YOUR GOAL:
Reproduce the post on the C code below word for word, everything from "So what doesn’t" down to "into a long.".

DOCUMENT:
◇ ◇ ◇

My C code works with -O3 but not with -O0
- v1.2 - added comments from HN
- v1.3 - added “What does fits mean ?”
- v1.4 - added the conclusion
When something very basic goes wrong, I have this hierarchy of potential culprits:
- the compiler
- buggy hardware
- OS vendor
- last and least me, because I don’t make mistakes :)
So what doesn’t work ? I am doing a simple cast from a floating point value
to an integer value in C. This happens in a routine, that checks, if a double
is integral and if it would fit into a long.
What does “fits” mean ?
If the value is stored into a long instead of a double, it should have the same numerical value. I.e. it shouldn’t matter if the number is stored as a double or a long, even when casting back and forth.
int fits_long( double value)
{
long l_val;
int fits;
if( value < (double) LONG_MIN || value > (double) LONG_MAX)
return( 0);
l_val = (long) value;
fits = ((double) l_val == value);
return( fits);
}
First it checks, if the double value is within the limits of long.
If yes, then the the double value is converted to a long, and then checked
if both values as double still match.
This works for LONG_MIN, INT_MIN, INT_MAX but it doesn’t
work for LONG_MAX.
Blame the compiler
I wrote a few tests to see what’s going on. There is a repository up
on github that has the
source. Let’s look at one file long.c:
#include <stdio.h>
#include <limits.h>
#include <stdlib.h>
#include <assert.h>
#include <float.h>
int fits_long( double value)
{
long l_val;
int fits;
if( value < (double) LONG_MIN || value > (double) LONG_MAX)
return( 0);
l_val = (long) value;
fits = (double) l_val == value;
if( ! fits)
fprintf( stderr, "Mismatch %f with %ld\n", value, l_val);
return( fits);
}
int main( int argc, char *argv[])
{
double value;
fprintf( stderr, "long (%d bytes): %ld - %ld\n", (int) sizeof( long), LONG_MIN, LONG_MAX);
fprintf( stderr, "double (%d bytes): %g - %g\n", (int) sizeof( double), DBL_MIN, DBL_MAX);
assert( (double) LONG_MAX <= DBL_MAX);
// keep my code optimiza
if( argc == 1)
value = (double) LONG_MAX;
else
value = (double) (LONG_MAX - atoi( argv[ 1]));
if( fits_long( value))
printf( "FITS\n");
else
printf( "NOPE\n");
return( 0);
}
Let’s build it with cc -o long-O0.exe long.c and run it. cc is gcc-9. This is
the output on my Intel Xeon machine:
long (8 bytes): -9223372036854775808 - 9223372036854775807
double (8 bytes): 2.22507e-308 - 1.79769e+308
Mismatch 9223372036854775808.000000 with -9223372036854775808
NOPE
But with optimized code cc -O3 -o long-O3.exe long.c I get:
long (8 bytes): -9223372036854775808 - 9223372036854775807
double (8 bytes): 2.22507e-308 - 1.79769e+308
FITS
Suddenly it works! This has got to be a compiler problem. So lets try another compiler clang-9. But it gets the same result!

◇ ◇ ◇

DATA PROVIDED:
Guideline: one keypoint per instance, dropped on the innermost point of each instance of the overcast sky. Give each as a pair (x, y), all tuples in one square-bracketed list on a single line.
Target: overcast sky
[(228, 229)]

◇ ◇ ◇

OUTPUT FOR THIS EXERCISE:
So what doesn’t work ? I am doing a simple cast from a floating point value
to an integer value in C. This happens in a routine, that checks, if a double
is integral and if it would fit into a long.